**Exercise prompt:**
The result should be a word-for-word retyping of the entries below, free of pictures.

**Supplied entries:**
'''

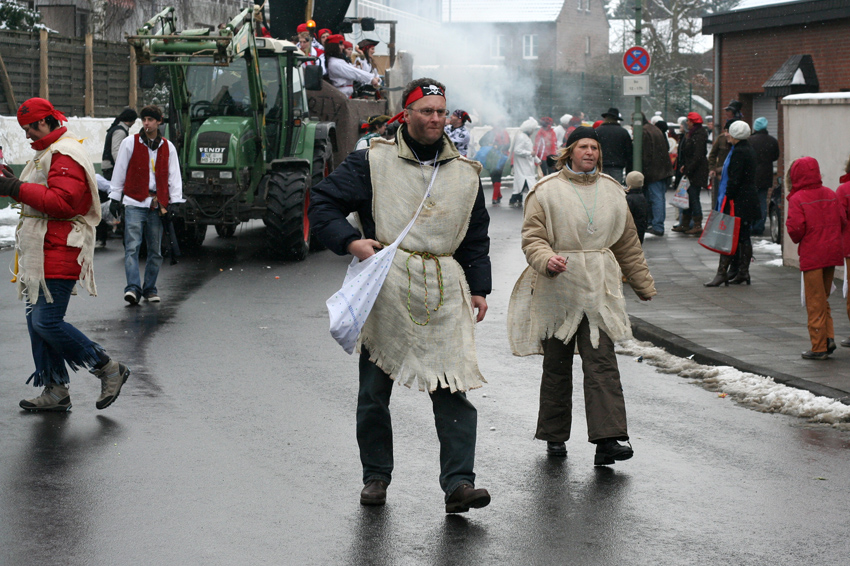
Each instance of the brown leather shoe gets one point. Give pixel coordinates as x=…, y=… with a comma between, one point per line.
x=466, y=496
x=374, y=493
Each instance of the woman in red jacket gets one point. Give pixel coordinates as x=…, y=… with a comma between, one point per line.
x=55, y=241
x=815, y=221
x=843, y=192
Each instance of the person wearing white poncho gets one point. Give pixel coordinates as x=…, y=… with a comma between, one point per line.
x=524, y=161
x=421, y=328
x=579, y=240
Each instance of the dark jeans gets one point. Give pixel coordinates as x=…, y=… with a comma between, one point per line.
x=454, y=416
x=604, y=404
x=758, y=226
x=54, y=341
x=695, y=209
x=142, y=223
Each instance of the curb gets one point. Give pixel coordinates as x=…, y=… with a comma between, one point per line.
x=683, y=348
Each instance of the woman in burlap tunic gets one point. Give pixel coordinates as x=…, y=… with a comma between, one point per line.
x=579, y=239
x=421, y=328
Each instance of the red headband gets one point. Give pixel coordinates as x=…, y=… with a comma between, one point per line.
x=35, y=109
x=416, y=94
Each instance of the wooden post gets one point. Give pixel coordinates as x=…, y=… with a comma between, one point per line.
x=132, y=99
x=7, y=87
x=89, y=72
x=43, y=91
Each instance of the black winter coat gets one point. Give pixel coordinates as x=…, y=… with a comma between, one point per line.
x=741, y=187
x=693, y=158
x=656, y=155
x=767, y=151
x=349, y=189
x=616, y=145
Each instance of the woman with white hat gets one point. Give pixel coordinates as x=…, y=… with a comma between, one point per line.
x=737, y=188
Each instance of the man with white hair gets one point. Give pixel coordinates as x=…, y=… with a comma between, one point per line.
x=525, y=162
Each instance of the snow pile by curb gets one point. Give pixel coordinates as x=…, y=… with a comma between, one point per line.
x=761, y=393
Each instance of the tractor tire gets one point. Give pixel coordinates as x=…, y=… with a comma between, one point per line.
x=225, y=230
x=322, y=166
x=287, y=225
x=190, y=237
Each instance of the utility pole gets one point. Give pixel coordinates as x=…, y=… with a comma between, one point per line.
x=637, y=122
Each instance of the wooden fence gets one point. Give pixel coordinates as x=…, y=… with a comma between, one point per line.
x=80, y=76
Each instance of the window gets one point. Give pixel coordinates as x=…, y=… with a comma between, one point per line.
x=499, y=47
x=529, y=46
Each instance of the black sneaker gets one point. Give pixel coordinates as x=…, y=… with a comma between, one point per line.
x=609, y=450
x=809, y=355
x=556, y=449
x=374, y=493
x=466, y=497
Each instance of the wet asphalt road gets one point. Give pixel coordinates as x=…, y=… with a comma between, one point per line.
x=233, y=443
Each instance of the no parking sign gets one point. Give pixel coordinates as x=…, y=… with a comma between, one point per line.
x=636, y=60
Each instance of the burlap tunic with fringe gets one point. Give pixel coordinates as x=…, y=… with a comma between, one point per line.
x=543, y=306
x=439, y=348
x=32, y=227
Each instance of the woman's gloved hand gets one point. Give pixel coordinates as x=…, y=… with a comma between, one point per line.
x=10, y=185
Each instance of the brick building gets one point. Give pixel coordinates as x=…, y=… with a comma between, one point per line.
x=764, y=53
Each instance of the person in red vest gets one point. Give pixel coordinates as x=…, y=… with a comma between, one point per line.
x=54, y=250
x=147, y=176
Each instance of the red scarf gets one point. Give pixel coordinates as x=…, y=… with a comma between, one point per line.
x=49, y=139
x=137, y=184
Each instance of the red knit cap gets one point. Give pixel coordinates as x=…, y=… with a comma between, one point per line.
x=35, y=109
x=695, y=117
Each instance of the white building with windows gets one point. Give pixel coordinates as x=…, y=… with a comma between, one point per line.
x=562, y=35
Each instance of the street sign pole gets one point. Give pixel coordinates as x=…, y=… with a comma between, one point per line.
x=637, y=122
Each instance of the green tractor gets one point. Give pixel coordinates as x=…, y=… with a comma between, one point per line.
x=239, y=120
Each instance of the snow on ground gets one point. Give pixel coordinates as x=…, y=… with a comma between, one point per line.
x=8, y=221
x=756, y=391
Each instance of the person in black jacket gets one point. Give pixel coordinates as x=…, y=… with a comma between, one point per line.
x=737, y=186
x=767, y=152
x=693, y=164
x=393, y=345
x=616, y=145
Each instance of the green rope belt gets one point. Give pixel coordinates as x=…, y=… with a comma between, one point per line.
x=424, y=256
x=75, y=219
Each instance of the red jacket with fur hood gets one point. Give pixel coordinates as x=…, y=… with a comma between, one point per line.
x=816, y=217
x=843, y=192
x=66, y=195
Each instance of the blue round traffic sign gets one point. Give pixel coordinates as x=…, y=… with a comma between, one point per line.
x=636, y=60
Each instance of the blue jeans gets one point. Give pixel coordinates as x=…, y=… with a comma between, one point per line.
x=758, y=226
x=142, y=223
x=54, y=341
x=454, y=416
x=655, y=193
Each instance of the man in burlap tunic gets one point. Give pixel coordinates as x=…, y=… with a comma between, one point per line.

'''

**Expected answer:**
Each instance of the brown leather shoe gets one point. Give pixel coordinates as x=…, y=… with a comma between, one point per line.
x=466, y=496
x=374, y=493
Each instance of the woman in red jacket gets one point. Give pixel coordinates as x=…, y=… with a comma between, one point per line.
x=55, y=241
x=815, y=221
x=843, y=192
Each instance of the person wearing white poncho gets one point. Give pixel coordinates as x=…, y=… with a comma between, one point per line.
x=524, y=161
x=421, y=328
x=579, y=240
Each instance of the dark jeans gets one point. Give pixel coordinates as x=…, y=… with a comma between, one point per line.
x=454, y=416
x=604, y=404
x=758, y=226
x=54, y=341
x=695, y=209
x=142, y=223
Each instance of the curb gets one point. Give pixel coordinates as x=…, y=… with a comma between, one point per line.
x=683, y=348
Each instance of the woman in burlap tunic gets one point. Give pixel coordinates as x=…, y=… with a comma between, one point per line.
x=579, y=239
x=421, y=328
Each instance of the red headband gets one point. Give pixel coordinates as x=…, y=… with a comma between, one point per line.
x=35, y=109
x=416, y=94
Each instance of the wooden post gets one point. Give pixel coordinates as x=…, y=… with a comma between, one point per line.
x=132, y=99
x=7, y=87
x=89, y=72
x=43, y=91
Each instance of the black winter coat gets one point. Give pixel coordinates as x=…, y=… with a comma between, one point per line.
x=741, y=187
x=693, y=158
x=656, y=155
x=767, y=151
x=349, y=189
x=616, y=145
Each instance of the woman with white hat gets one point. Give pixel coordinates as x=…, y=… with a comma between, one point per line.
x=737, y=188
Each instance of the man with white hair gets one point. Give pixel coordinates as x=…, y=… with a comma between, one point per line.
x=525, y=162
Each instance of the snow pile by curb gets one point. Give pixel coordinates as x=…, y=… with a comma between, one point per line.
x=761, y=393
Each instance of the tractor tire gets one point. Give pixel coordinates as x=…, y=… with a comma between, one point per line.
x=225, y=230
x=322, y=166
x=287, y=225
x=190, y=237
Each instance of the utility pole gets one point. Give pixel coordinates as x=…, y=… with a comma between, one point per line.
x=637, y=122
Each instance of the wooden fence gets one point. Give pixel coordinates as x=…, y=… with a comma between, one point per line.
x=80, y=76
Each instance of the window gets one point. Give pixel coordinates as x=…, y=… with a comma between, one point per line.
x=499, y=47
x=529, y=46
Each instance of the black sneaker gets one point. Give pixel coordinates as x=…, y=… with a comma between, one point per line.
x=609, y=450
x=809, y=355
x=556, y=449
x=374, y=493
x=466, y=497
Each instance of the wet asphalt road gets one point. Give pixel coordinates as x=…, y=… with a comma between, one point per line.
x=233, y=443
Each instance of the no parking sign gets one point. Give pixel coordinates as x=…, y=… with a comma between, one point per line.
x=636, y=60
Each instance of the burlap tunic with fringe gets one point. Give pixel coordinates as x=…, y=… with a comma between, one point per line.
x=543, y=306
x=439, y=348
x=32, y=227
Each instance of the woman's gloved hand gets one point. Give pixel coordinates as x=…, y=… with a comma between, one point per line.
x=10, y=185
Each instance of the brick building gets one point. Give pixel coordinates as x=…, y=… with a comma between, one point per line.
x=764, y=53
Each instance of the person in red vest gets one point. Give pixel coordinates as x=…, y=… with a comma between, one point per line.
x=54, y=250
x=147, y=176
Each instance of the red scarf gets one point. Give pixel coordinates as x=…, y=… with a comma between, one point per line.
x=49, y=139
x=137, y=184
Each instance of the red knit cap gets one point. Give pixel coordinates as x=…, y=… with a comma between, one point per line.
x=35, y=109
x=695, y=117
Each instance of the white building with windows gets one point. Give pixel coordinates as x=…, y=… with a comma between, one point per line.
x=562, y=35
Each instance of the street sign pole gets one point. Give pixel coordinates as x=…, y=… with a comma between, one point per line.
x=637, y=122
Each instance of the green tractor gets one point. Give pixel coordinates as x=…, y=… with a comma between, one point per line.
x=239, y=120
Each instance of the snow on ground gets one point. Give pixel coordinates as x=…, y=… with a comma between, one point per line.
x=8, y=221
x=756, y=391
Each instance of the person in black jacket gets one point. Give pixel coordinates as x=…, y=… with a comma between, one point per line.
x=737, y=186
x=767, y=152
x=693, y=164
x=393, y=345
x=616, y=145
Each instance of the green rope belt gets one point. Give pixel coordinates as x=…, y=… with a comma between, one point per line.
x=424, y=256
x=75, y=219
Each instance of the red jacket with fur hood gets one point. Give pixel coordinates as x=…, y=… with a comma between, one point per line.
x=816, y=217
x=843, y=192
x=66, y=195
Each instance of the blue round traffic sign gets one point. Give pixel coordinates as x=…, y=… with a comma between, one point per line.
x=636, y=60
Each instance of the blue jeans gets one point. Give pixel coordinates as x=…, y=… with a comma between, one point per line.
x=758, y=226
x=142, y=223
x=54, y=341
x=454, y=416
x=655, y=193
Each instance of the man in burlap tunic gets one point. Give pixel coordinates as x=…, y=… with a comma between, one point per line.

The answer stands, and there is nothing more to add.